(WHAT TO WORK ON)
A - Answer these from the report on the destruction of the VX gas in Iraq:
(i) How many vials of VX standards did the team destroy?
(ii) Where did the team head when it left, and what was its final destination?
(iii) According to Prakash Shah, what was done with the waste of the destroyed agents?
B - From the report on the destruction of the VX gas in Iraq, extract word for word the stretch from "The Security Council finally" through "the nerve gas.".

After several days of wrangling, the UN Security Council agreed to the destruction of the VX gas left behind by UN weapons inspectors (Unscom) when they withdrew from Baghdad last year.
The UN secretary-general's envoy to Iraq, Prakash Shah, said: "The team completed its task late last evening and left this morning for Amman on its way to The Hague.
"The remaining task of destroying seven vials of VX standards was completed yesterday after instructions were received to that effect from (the UN Security Council in) New York," he said.
The presence of the samples in a UN laboratory had sparked a controversy, with Iraq and Russia suggesting that Unscom inspectors might have used the nerve gas to contaminate Iraqi warheads in order to justify American and British air strikes last December.
Unscom denied the contamination charge, saying the diluted VX was used exclusively to test against Iraqi chemicals.
The Security Council finally ordered the destruction of the vials after Russia dropped its demand for an analysis of the gas found in the Unscom laboratory.
Reports said the US and Britain had opposed the Russian demand, considering it an effort to discredit Unscom.
The disarmament experts had delayed their departure from Iraq for a few days until the Security Council gave them the go-ahead to destroy the nerve gas.
Mr Shah said the waste of the destroyed agents had been "put into concrete and left in the laboratory which has been sealed off".
Iraq's Vice-President Taha Yassin Ramadan said on Wednesday that he was sure the VX was brought to Iraq to contaminate Iraqi warheads and make it look as though Iraq possessed prohibited weapons.
"America's blackmail, robbery and accusations (against Iraq) in order to prolong the unjust embargo on Iraq are well known," he said.
The official Iraqi News Agency said that the VX was destroyed under US pressure "to erase evidence" that UN inspectors were "involved in contaminating a number of scrapped (Iraqi) missile warheads."
The team of independent experts last week discovered seven vials of diluted samples of VX, three of them opened. Each vial contained less than 0.1 milligrams of concentrated VX.

(RECORDS SUPPLIED)
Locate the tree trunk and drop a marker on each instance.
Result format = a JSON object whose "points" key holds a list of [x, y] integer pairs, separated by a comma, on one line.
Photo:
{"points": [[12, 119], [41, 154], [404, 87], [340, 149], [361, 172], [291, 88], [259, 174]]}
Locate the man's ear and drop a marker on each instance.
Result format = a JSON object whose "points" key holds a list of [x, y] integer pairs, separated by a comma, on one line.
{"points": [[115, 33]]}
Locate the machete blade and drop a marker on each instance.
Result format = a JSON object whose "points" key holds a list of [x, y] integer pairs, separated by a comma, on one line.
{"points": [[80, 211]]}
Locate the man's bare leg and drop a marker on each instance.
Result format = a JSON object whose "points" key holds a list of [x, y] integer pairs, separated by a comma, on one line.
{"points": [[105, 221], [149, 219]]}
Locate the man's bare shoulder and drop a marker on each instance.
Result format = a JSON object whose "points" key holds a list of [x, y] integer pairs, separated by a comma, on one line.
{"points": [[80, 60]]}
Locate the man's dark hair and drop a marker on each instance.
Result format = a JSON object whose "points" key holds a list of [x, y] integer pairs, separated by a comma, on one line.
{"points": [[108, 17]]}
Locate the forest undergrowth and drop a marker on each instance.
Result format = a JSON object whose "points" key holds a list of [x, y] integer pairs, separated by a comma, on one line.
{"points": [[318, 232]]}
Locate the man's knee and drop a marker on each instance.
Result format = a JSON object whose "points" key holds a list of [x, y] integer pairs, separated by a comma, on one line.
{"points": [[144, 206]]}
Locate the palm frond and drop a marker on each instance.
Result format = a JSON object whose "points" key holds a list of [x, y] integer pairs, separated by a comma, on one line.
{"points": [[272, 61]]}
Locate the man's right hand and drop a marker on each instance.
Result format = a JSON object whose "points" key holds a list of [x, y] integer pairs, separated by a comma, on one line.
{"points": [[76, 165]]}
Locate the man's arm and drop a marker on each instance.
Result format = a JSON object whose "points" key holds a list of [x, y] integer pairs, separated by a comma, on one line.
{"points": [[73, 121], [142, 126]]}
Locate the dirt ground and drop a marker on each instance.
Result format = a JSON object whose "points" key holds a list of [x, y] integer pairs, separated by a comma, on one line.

(SOLUTIONS)
A -
(i) Seven.
(ii) It left for Amman on its way to The Hague.
(iii) It was put into concrete and left in the laboratory, which has been sealed off.

B -
The Security Council finally ordered the destruction of the vials after Russia dropped its demand for an analysis of the gas found in the Unscom laboratory.
Reports said the US and Britain had opposed the Russian demand, considering it an effort to discredit Unscom.
The disarmament experts had delayed their departure from Iraq for a few days until the Security Council gave them the go-ahead to destroy the nerve gas.